> HOW TO COMPLETE THIS TASK
A faithful copy of the data, pictures omitted, is the required answer.

> Items from a data source
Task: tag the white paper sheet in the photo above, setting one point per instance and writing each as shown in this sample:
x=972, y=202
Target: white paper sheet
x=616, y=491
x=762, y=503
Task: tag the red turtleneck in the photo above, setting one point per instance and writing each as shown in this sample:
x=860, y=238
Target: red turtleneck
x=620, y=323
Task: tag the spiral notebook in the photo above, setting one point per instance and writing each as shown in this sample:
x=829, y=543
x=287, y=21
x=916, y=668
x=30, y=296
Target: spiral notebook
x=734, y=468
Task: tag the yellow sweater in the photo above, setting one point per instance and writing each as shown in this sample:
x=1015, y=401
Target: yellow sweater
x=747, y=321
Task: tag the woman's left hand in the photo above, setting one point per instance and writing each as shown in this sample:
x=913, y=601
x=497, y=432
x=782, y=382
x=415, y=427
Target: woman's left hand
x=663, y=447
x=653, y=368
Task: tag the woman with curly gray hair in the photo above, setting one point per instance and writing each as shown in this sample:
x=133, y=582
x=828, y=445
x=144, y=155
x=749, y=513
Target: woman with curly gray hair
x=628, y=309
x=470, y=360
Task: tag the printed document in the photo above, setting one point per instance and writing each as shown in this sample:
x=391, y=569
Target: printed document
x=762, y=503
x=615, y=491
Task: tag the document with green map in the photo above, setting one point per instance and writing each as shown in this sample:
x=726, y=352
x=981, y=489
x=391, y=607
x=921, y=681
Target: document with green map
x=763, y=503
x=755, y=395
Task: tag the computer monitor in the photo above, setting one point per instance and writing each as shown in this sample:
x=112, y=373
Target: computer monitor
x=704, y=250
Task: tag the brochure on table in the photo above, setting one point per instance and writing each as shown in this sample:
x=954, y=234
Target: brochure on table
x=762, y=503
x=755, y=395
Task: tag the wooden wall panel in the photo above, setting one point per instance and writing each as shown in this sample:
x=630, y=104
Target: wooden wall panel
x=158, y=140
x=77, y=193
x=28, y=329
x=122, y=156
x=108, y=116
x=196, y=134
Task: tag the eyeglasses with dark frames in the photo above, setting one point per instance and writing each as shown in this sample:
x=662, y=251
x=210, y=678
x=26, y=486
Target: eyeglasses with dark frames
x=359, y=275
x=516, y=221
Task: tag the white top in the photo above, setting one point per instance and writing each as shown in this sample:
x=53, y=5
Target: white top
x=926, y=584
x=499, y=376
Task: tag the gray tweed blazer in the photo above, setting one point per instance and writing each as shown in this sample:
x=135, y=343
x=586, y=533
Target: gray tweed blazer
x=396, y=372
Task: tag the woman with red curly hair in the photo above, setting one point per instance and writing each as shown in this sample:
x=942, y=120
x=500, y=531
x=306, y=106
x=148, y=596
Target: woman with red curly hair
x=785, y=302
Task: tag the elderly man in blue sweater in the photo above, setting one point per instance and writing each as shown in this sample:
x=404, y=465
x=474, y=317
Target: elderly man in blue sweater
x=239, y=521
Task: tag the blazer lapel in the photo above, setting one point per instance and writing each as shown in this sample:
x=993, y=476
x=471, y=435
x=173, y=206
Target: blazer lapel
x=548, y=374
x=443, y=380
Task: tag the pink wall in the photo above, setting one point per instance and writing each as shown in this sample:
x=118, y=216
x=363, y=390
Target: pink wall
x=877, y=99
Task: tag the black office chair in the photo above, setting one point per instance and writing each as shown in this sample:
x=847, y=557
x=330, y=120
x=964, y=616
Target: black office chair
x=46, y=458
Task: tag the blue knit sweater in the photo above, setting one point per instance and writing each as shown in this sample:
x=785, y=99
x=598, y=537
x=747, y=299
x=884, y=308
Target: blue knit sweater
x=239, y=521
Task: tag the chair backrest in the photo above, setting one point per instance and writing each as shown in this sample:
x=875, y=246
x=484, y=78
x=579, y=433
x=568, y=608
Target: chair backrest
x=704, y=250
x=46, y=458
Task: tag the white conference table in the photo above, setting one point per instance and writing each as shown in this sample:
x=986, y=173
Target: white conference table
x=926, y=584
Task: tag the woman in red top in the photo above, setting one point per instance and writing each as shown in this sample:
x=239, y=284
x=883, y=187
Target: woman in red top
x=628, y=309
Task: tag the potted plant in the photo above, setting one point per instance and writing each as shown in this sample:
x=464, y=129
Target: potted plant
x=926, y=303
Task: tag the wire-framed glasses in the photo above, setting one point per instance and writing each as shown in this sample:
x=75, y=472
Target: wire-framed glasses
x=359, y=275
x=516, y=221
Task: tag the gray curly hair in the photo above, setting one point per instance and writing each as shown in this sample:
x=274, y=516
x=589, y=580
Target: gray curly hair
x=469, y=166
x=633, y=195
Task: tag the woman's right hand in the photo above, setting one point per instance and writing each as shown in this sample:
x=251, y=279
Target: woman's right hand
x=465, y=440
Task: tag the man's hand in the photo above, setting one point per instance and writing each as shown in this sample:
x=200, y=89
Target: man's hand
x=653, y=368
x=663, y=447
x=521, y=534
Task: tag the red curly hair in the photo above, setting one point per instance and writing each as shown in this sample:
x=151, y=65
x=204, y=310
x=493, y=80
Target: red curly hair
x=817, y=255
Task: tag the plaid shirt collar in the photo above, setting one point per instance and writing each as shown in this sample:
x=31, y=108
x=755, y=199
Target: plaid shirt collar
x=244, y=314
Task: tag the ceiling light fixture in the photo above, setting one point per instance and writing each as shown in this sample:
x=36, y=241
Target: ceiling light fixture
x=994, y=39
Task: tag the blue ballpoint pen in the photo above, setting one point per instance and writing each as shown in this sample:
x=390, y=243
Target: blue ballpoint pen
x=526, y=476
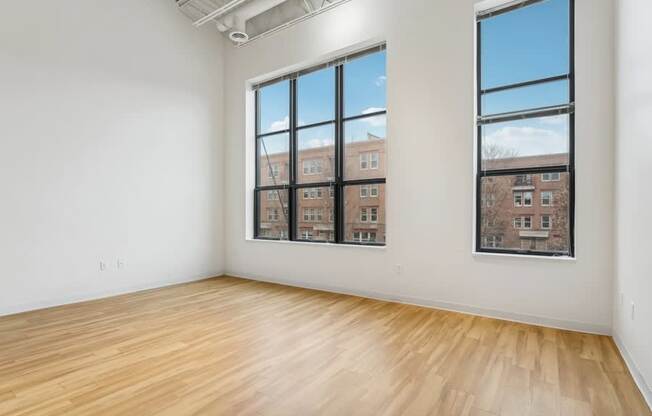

> TASK RESPONSE
Task: tag the white paper sheet in the photo above, setting one point per instance and writing each as shown in this sample:
x=972, y=202
Target: white paper sheet
x=616, y=491
x=762, y=503
Task: tag the red turtleneck in the photo above, setting one point per instance and writing each as shown in this sample:
x=860, y=238
Target: red turtleneck
x=620, y=323
Task: tag the spiral notebook in the photo above, setting one point per instance and writing each as shown in this sample:
x=829, y=543
x=287, y=21
x=916, y=668
x=30, y=296
Target: spiral notebook
x=734, y=468
Task: tag the yellow sweater in the photo above, setting one point per instance and writing each as shown in this sample:
x=1015, y=401
Target: yellow sweater
x=747, y=321
Task: tag the woman's left hand in the photo above, setting one point per instance and writing each as shown in this sample:
x=913, y=601
x=497, y=432
x=782, y=382
x=415, y=427
Target: woman's left hand
x=663, y=447
x=653, y=368
Task: tag the woman with curly gray hair in the photo above, setting one point per instance and writing each as shown in this sample:
x=133, y=582
x=828, y=445
x=144, y=155
x=749, y=513
Target: woman with curly gray hair
x=628, y=309
x=470, y=360
Task: tag the printed document in the photo above, setting one point per instance and writing each as shown in this sample:
x=391, y=569
Target: printed document
x=762, y=503
x=615, y=491
Task: tag the document with green map in the photo above, setting one point per instance and writing each as shown in this sample:
x=726, y=352
x=981, y=489
x=391, y=607
x=921, y=681
Target: document with green map
x=763, y=503
x=755, y=395
Task: tag the computer monitor in the photo above, setting one point per instance and writing each as shown in this sample:
x=112, y=373
Target: computer monitor
x=704, y=250
Task: tag the brochure on table in the photo above, setting one point per instance and writing each as shown in this sample:
x=954, y=234
Target: brochure on table
x=762, y=503
x=755, y=395
Task: tag the wooden wall panel in the photo above, setting one point per instance and writing each as shown in this sample:
x=630, y=104
Target: wooden wall panel
x=158, y=140
x=77, y=193
x=28, y=329
x=122, y=156
x=108, y=116
x=196, y=134
Task: tag the eyeglasses with dark frames in the photo above, setting one point per instance and writing each as shown in this sample:
x=662, y=251
x=210, y=678
x=26, y=486
Target: eyeglasses with dark frames
x=359, y=275
x=516, y=221
Task: tag the white top in the photo above, setting one point per instance and writing each as shown in this sample:
x=53, y=5
Target: white top
x=926, y=584
x=499, y=376
Task: tag the gray tweed blazer in the photo above, setting one point per instance and writing each as shown in this sample:
x=135, y=343
x=586, y=533
Target: gray tweed blazer
x=396, y=372
Task: tag the woman with red curly hair in the photo above, setting one point per instance and writing each as shown in this sample:
x=942, y=120
x=500, y=531
x=306, y=106
x=148, y=596
Target: woman with red curly hair
x=785, y=302
Task: tag the elderly man in blue sweater in the photo above, setting one point per instance and writing each as shown in this sample:
x=404, y=465
x=474, y=317
Target: elderly man in blue sweater
x=239, y=521
Task: tag the blazer lapel in the photo above, setting one point per instance and writing each as shown in this sample:
x=993, y=476
x=471, y=435
x=173, y=206
Target: blazer lapel
x=548, y=374
x=443, y=380
Task: tag the pink wall in the photo above, setting one point per instance and writing each as shown in this sample:
x=118, y=216
x=363, y=390
Target: pink wall
x=877, y=99
Task: tag the black office chair in the photo above, setting one point per instance and writing each as shown in this sample:
x=847, y=557
x=330, y=120
x=964, y=616
Target: black office chair
x=46, y=458
Task: tag the blue knit sweater in the photo above, setting one point per instance and writing each as shown in this sample:
x=785, y=99
x=598, y=537
x=747, y=299
x=884, y=308
Target: blue knit sweater
x=239, y=521
Task: tag the chair backrest in the photo above, setting one point per instance and writing each as shown in this sample:
x=875, y=246
x=484, y=78
x=579, y=433
x=568, y=608
Target: chair backrest
x=704, y=250
x=46, y=458
Task: tag the white conference table in the photo above, setting one point per instance and writing each as shown in this sample:
x=986, y=173
Target: white conference table
x=926, y=584
Task: tag the woman in red top in the photo above, setting one point per instance and writing each as shown in this sample:
x=239, y=284
x=883, y=187
Target: woman in red top
x=628, y=309
Task: tag the potted plant in the photo above, setting one point per instance and writing each as shown in this sample:
x=464, y=129
Target: potted plant
x=926, y=303
Task: tag the wire-framed glasses in the photo above, setting one point per instance and writing each as shown in this sample:
x=75, y=472
Target: wire-framed glasses
x=359, y=275
x=516, y=221
Task: tag the gray curly hair in the photo above, setting one point per instance and writing each as shown in this sample:
x=274, y=516
x=589, y=580
Target: gray curly hair
x=469, y=166
x=633, y=195
Task: tag the woman's right hand in the photo above, setting one point per instance and writing each as shown in this sample:
x=251, y=279
Target: woman's right hand
x=465, y=440
Task: tag the man's hand in the photo above, setting one point per instance and writing each as shown in this sample:
x=200, y=89
Target: man's hand
x=653, y=368
x=663, y=447
x=521, y=534
Task: tag the red curly hair in the photo above, setting one point per instance and writing each as shown in this sample:
x=151, y=65
x=204, y=310
x=493, y=80
Target: red curly hair
x=817, y=255
Task: tag the plaid shirt collar in the photo above, setting one point per instance and writing each as shown in this sample:
x=31, y=108
x=755, y=199
Target: plaid shirt collar
x=244, y=314
Task: tag the ceiling light fixture in the photo above, setting one point per instance and writing each as shown in this sample:
x=36, y=241
Target: ceiling light fixture
x=994, y=39
Task: tag the blue ballpoint pen in the photo above, setting one point per instance and writing each as shown in this sample:
x=390, y=243
Target: blue ballpoint pen
x=526, y=476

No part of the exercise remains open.